§ Текст для изучения

Оказавшись без сценария, я решил идти круто в другую сторону, тоже интересовавшую меня, — в сторону разработки психологически-камерного кинематографа, опираясь на первый свой опыт в кино — на «Пышку». Как ни случаен был выбор «Пышки», но у меня уже сложились литературно-кинематографические пристрастия, очень пригодившиеся в работе над этой пробной картиной. Я имею в виду пристрастие к ироническому искусству, которое, как мне казалось, является ключом к драме.
Осенью 1939 года в составе фронтовой киногруппы[61]
я был направлен в Западную Белоруссию.Ко времени Октябрьской революции мне не было еще семнадцати лет.
О другом мире я судил только по газетам и книгам. Я просто не знал, что такое частная гостиница или частный магазин. И вот внезапно я оказался в гуще мелкобуржуазной провинции, поразившей меня иными отношениями между людьми, иным пониманием денег, иными целями жизни. Да вдобавок я попал в глубину польского захолустья, находившегося в состоянии краха. То, что там происходило, носило необыкновенно своеобразный характер.
Впечатления первых дней оказались необычайно сильными. В первом же городишке, куда я попал, я увидел интеллигентного человека в очках, в потрепанном белом плаще — тогда такие плащи были модны, — в сомнительно белоснежном воротничке и шляпе (у нас тогда мало кто носил шляпы — ходили в кепках). Этот человек продавал с лотка яблоки. Он так не был похож в своих очках и шляпе на лоточника, что я спросил, кто он. Продавец на ломаном русском языке ответил, что по образованию он врач, а по профессии детский врач, но что работы нет. Я купил у продавца яблок и попросил его показать свою квартиру. В этом же городке я пошел в ресторанчик, где оркестр из пяти человек исполнял в честь советских офицеров «Катюшу». Забыв, где нахожусь, с наивностью неофита я спросил, где помещается директор. И был поражен: директора нет, а есть хозяин!

Собранные данные:
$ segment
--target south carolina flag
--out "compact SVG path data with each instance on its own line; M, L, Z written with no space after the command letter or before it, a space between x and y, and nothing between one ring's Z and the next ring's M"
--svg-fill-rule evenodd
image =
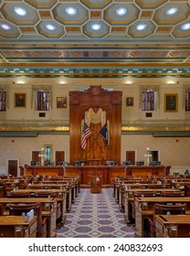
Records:
M84 129L82 130L82 137L81 137L81 148L87 148L87 139L91 136L91 130L88 127L87 123L84 123Z
M107 123L103 125L103 127L100 131L100 135L104 139L105 145L108 146L108 128Z

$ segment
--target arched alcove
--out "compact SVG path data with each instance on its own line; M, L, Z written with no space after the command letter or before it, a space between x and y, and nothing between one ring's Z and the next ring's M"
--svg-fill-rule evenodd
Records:
M119 91L107 91L101 86L90 86L84 91L69 92L70 164L74 161L90 159L107 160L121 163L121 96ZM88 138L87 148L81 147L81 124L85 114L90 112L106 114L109 124L109 144L100 135L102 123L90 122L91 136Z

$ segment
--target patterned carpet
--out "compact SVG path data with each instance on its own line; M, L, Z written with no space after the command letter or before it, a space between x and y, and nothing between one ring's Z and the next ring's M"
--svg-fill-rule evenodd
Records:
M91 194L81 188L67 220L57 230L58 238L133 238L134 229L127 226L123 214L112 196L112 188Z

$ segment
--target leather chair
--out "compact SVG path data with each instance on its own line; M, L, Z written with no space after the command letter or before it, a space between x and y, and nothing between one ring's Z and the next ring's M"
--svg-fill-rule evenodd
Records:
M25 198L25 197L30 197L30 192L16 192L16 191L9 191L6 192L7 197L16 197L16 198Z
M161 197L185 197L185 191L163 191Z
M153 219L148 219L148 236L151 238L155 237L155 215L166 215L167 212L170 214L185 214L186 204L180 205L162 205L154 204L153 205Z
M34 204L9 204L9 215L21 216L23 212L26 214L34 209L35 216L37 216L37 237L46 238L48 236L48 219L42 218L41 203Z

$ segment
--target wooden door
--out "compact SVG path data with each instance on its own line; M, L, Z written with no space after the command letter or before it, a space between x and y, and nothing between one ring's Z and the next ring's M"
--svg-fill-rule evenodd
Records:
M58 165L59 161L65 161L65 151L56 151L56 165Z
M158 151L152 151L152 161L158 161Z
M40 162L39 151L32 151L32 161Z
M135 165L135 151L126 151L126 161L131 161L132 165Z
M8 160L8 175L17 176L17 160Z

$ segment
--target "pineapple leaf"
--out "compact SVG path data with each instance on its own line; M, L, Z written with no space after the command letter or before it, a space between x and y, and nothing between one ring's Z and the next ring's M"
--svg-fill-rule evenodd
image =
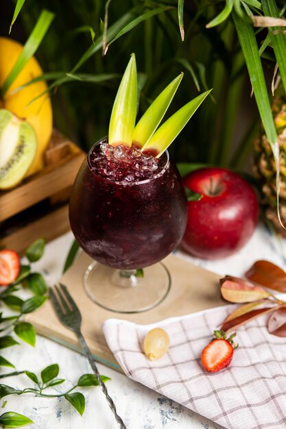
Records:
M176 112L157 130L143 150L155 151L157 158L166 150L212 90L200 94Z
M131 146L137 104L137 73L132 53L120 82L109 123L108 143Z
M276 4L273 0L262 0L262 6L265 16L274 18L280 17ZM279 27L272 27L268 28L268 32L274 51L275 58L279 67L280 75L286 92L286 64L285 62L286 58L286 39L285 34L280 29Z
M282 223L279 210L279 145L254 31L251 24L239 18L235 12L233 13L233 19L246 60L260 117L273 152L276 169L277 217L281 225L285 228Z
M43 10L17 60L5 78L1 90L5 95L12 84L35 53L55 17L49 10Z
M183 73L177 76L159 94L141 117L133 134L133 142L136 146L144 147L154 134L176 94Z
M233 8L234 0L226 0L226 5L222 12L217 16L215 18L212 19L208 24L206 24L206 28L211 28L212 27L215 27L216 25L219 25L224 21L226 21L226 18L228 15L230 14L231 11Z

§ Задания упражнения
a) Как в трех предложениях передать содержание отрывка о поездке в Западную Белоруссию?
b) Перепечатайте без изменений фрагмент отрывка о поездке в Западную Белоруссию: от слов «О другом мире» до слов «необыкновенно своеобразный характер.» включительно.

§ Ответы к упражнению
a) Оставшись без сценария, рассказчик решил заняться психологически-камерным кинематографом, опираясь на опыт работы над «Пышкой» и на пристрастие к ироническому искусству. Осенью 1939 года в составе фронтовой киногруппы он был направлен в Западную Белоруссию и там впервые оказался в гуще мелкобуржуазной провинции с иными отношениями между людьми и иным пониманием денег. Особенно его поразили детский врач, который из-за отсутствия работы продавал яблоки с лотка, и ресторанчик, где был не директор, а хозяин.

b)
О другом мире я судил только по газетам и книгам. Я просто не знал, что такое частная гостиница или частный магазин. И вот внезапно я оказался в гуще мелкобуржуазной провинции, поразившей меня иными отношениями между людьми, иным пониманием денег, иными целями жизни. Да вдобавок я попал в глубину польского захолустья, находившегося в состоянии краха. То, что там происходило, носило необыкновенно своеобразный характер.